**OBJECTIF A:** Renvoyez chaque ligne des enregistrements ci-dessous qui contient la chaîne « patterned », en tenant compte de la casse.

**ARTICLE:**

○ ○ ○ ○ ○

Où est ton trésor ?
Nous sommes fin juin, début juillet. Les journées sont longues et belles. Les projets des vacances proches suffisent pour nous réjouir. Je pense quand même à ceux encore nombreux qui n’ont pas les moyens matériels ou une situation familiale qui permettent d’envisager « vacances en famille ».
Nous sommes aussi très perturbés par le choc de certaines images et de certaines clameurs. Les photos de l’« Aquarius », ce bateau rempli de sept cents migrants que personne ne veut accueillir, balloté par les vagues au large de nos côtes et sur un autre continent, les cris des enfants qu’on arrache à leurs parents le long de la frontière des USA avec le Mexique, hantent nos esprits et nos nuits en cette veille d’été. Nous sommes partagés entre la peur et l’émotion. Émotion dans nos entrailles de parents qui ne peuvent supporter des actes que nous ne voudrions pas subir. Peur de ces images, peur de l’invasion largement entretenue par certains. Pourtant, entre janvier et juin 2018, quarante-six mille migrants ont traversé la Méditerranée, soit cinq fois moins que dans les six premiers mois de 2016 ! Dans le même temps, mille quatre cents personnes sont mortes.
Ces événements sont peut être déjà loin, sûrement oubliés ! Nous sommes déjà passés à autre chose. Pourquoi en reparler ? Parce que je ne peux pas les oublier. Au moment où j’écris, je viens de vivre une rencontre avec quelques femmes aux parcours divers mais tous très douloureux. Des femmes seules, des familles brisées, des logements exigus, des traumatismes liés à la guerre et à toute sorte de violence. Et pendant que nous nous écoutons, résonne dans les rues toute une excitation avec cris et klaxons, car la France vient de se qualifier pour la finale. Bien sûr, je suis heureux aussi de cette victoire. Après la finale et le but de Mbappé, je rêve que cet enfant de Bondy, aujourd’hui adulé, puisse aider à un autre regard sur les banlieues si riches de potentialités. Et comment ne pas oublier que la moitié de cette équipe gagnante a des origines africaines ? Mais je suis aussi un peu triste: entre ces vies de galère subies et certains joueurs payés autour de trois millions d’euros par mois ! J’apprendrai un peu plus tard que Mbappé, suivi par quelques-uns des joueurs, a renoncé à ses primes, au vu de son salaire !

○ ○ ○ ○ ○

**Enregistrements du jeu de données de pointage:**
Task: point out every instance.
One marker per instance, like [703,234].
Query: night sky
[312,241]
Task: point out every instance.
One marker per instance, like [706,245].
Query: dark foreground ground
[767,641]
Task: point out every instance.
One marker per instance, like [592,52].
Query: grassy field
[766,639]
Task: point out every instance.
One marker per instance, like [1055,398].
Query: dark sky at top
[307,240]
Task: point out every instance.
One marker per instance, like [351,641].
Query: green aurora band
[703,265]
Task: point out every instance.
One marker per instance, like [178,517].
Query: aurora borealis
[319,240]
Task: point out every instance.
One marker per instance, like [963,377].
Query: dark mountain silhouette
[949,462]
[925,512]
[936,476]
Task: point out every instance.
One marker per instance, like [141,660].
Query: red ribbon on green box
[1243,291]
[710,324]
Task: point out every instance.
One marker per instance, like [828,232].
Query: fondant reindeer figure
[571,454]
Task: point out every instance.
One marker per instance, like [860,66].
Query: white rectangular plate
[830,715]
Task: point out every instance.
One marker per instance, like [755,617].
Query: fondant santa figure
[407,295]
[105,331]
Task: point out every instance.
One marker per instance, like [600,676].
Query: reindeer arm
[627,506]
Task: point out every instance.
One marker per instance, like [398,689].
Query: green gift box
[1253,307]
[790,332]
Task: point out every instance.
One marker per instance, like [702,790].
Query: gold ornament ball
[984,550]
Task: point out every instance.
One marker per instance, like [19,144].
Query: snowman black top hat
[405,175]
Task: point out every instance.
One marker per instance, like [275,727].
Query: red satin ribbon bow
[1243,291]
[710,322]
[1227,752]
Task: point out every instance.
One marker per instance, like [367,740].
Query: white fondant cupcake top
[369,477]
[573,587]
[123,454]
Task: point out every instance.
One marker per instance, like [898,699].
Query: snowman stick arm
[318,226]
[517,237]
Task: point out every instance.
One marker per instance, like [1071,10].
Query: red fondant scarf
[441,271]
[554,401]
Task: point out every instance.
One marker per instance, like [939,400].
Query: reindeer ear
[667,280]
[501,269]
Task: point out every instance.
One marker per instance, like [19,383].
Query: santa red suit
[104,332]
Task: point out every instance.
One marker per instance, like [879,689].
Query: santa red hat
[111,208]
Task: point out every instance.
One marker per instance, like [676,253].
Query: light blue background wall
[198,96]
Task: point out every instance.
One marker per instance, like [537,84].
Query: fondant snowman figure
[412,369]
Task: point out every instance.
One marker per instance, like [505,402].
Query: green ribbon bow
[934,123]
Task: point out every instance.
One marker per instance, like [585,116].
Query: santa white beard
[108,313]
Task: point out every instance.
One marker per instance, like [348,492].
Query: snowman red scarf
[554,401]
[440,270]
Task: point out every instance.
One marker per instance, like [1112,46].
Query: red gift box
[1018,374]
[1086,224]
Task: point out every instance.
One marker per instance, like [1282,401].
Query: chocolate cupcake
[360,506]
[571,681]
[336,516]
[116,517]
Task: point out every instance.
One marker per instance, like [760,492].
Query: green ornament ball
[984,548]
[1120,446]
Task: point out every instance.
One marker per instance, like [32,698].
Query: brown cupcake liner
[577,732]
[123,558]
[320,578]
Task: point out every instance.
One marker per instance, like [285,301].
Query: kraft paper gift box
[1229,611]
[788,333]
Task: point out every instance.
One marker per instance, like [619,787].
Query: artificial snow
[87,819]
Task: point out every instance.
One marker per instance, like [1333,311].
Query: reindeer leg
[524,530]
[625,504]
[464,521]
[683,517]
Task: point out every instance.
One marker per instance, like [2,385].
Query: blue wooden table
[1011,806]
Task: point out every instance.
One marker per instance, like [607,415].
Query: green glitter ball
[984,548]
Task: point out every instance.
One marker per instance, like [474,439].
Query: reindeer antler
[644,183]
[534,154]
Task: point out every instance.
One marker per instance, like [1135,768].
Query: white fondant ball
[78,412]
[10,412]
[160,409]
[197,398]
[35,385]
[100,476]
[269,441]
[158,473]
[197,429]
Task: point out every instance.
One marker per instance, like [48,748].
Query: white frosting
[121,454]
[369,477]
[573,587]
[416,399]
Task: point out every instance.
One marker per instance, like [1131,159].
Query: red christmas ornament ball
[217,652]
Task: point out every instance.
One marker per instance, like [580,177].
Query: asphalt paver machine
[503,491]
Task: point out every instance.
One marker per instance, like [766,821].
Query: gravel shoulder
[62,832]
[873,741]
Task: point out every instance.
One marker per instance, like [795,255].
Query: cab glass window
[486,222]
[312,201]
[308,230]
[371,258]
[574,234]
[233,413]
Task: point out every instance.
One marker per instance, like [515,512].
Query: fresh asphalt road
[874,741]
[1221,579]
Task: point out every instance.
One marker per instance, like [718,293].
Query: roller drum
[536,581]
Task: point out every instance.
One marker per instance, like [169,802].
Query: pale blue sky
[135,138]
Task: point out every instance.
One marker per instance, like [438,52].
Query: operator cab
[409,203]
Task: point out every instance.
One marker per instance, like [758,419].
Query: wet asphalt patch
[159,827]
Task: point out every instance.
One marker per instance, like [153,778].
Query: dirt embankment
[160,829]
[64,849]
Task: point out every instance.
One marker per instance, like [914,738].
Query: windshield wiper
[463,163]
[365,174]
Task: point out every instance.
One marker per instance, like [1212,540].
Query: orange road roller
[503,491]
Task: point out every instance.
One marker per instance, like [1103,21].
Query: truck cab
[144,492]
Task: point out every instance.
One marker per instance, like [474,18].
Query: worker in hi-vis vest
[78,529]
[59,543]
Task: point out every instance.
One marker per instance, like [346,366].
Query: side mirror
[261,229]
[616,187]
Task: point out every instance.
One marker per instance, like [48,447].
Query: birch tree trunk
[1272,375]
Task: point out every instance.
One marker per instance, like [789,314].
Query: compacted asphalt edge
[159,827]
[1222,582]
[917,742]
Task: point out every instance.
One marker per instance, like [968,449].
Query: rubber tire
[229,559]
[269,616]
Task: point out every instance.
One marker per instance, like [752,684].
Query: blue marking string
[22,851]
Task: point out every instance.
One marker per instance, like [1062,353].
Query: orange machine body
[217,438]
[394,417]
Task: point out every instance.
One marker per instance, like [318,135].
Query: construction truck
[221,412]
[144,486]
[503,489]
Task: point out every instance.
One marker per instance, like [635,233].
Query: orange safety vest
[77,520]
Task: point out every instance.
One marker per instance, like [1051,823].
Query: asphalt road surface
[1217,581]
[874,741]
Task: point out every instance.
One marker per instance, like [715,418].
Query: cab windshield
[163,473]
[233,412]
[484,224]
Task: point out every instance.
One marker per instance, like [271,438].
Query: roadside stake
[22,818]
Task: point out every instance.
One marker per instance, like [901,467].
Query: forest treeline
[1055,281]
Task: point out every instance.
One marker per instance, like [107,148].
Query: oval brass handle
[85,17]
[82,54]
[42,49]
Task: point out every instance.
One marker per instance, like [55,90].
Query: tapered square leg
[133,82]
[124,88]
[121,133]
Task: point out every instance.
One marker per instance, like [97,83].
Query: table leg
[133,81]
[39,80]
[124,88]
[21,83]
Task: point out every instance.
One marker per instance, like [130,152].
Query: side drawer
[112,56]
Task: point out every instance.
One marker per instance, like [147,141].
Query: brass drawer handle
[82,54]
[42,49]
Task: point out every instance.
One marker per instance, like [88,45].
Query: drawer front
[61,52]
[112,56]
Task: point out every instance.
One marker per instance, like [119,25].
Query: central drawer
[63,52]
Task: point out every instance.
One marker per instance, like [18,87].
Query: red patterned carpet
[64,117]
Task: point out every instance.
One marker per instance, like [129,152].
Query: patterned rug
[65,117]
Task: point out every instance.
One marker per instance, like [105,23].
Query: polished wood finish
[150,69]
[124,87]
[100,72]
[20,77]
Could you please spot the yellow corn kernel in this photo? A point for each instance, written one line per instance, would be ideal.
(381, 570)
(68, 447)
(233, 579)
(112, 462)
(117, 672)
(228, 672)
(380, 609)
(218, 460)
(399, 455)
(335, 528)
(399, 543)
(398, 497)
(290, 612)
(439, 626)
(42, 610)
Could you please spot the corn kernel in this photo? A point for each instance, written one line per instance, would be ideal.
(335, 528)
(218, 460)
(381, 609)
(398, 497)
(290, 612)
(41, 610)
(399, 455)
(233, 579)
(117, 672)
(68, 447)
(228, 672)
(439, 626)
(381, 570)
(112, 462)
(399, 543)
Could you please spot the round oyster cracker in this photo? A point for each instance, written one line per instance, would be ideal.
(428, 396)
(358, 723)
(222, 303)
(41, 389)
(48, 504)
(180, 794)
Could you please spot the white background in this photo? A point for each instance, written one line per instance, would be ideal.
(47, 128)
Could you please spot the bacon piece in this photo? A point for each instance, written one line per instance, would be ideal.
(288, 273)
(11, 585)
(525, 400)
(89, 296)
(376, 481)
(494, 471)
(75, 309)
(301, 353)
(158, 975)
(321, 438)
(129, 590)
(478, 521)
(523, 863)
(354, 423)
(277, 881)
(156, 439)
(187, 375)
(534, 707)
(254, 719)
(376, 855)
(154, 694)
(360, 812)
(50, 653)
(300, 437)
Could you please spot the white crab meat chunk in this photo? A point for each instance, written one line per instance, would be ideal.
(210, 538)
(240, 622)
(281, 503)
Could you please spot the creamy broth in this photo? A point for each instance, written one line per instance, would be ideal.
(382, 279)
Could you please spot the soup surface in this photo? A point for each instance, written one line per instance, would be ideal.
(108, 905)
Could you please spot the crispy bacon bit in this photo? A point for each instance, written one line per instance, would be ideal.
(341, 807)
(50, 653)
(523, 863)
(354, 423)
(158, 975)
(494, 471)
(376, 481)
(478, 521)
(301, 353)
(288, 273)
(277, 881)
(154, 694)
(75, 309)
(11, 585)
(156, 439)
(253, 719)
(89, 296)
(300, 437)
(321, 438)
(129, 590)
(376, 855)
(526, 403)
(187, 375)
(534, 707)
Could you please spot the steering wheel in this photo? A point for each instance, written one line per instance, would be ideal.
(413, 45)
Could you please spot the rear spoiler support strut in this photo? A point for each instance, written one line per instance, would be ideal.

○ ○ ○ ○ ○

**OBJECTIF B:** Recopiez le passage de l'article ci-dessus qui commence par « Nous sommes aussi » et va jusqu'à « personnes sont mortes. ».

**SOLUTION COMPLÈTE A:**
Query: red patterned carpet
Query: patterned rug

**SOLUTION COMPLÈTE B:**
Nous sommes aussi très perturbés par le choc de certaines images et de certaines clameurs. Les photos de l’« Aquarius », ce bateau rempli de sept cents migrants que personne ne veut accueillir, balloté par les vagues au large de nos côtes et sur un autre continent, les cris des enfants qu’on arrache à leurs parents le long de la frontière des USA avec le Mexique, hantent nos esprits et nos nuits en cette veille d’été. Nous sommes partagés entre la peur et l’émotion. Émotion dans nos entrailles de parents qui ne peuvent supporter des actes que nous ne voudrions pas subir. Peur de ces images, peur de l’invasion largement entretenue par certains. Pourtant, entre janvier et juin 2018, quarante-six mille migrants ont traversé la Méditerranée, soit cinq fois moins que dans les six premiers mois de 2016 ! Dans le même temps, mille quatre cents personnes sont mortes.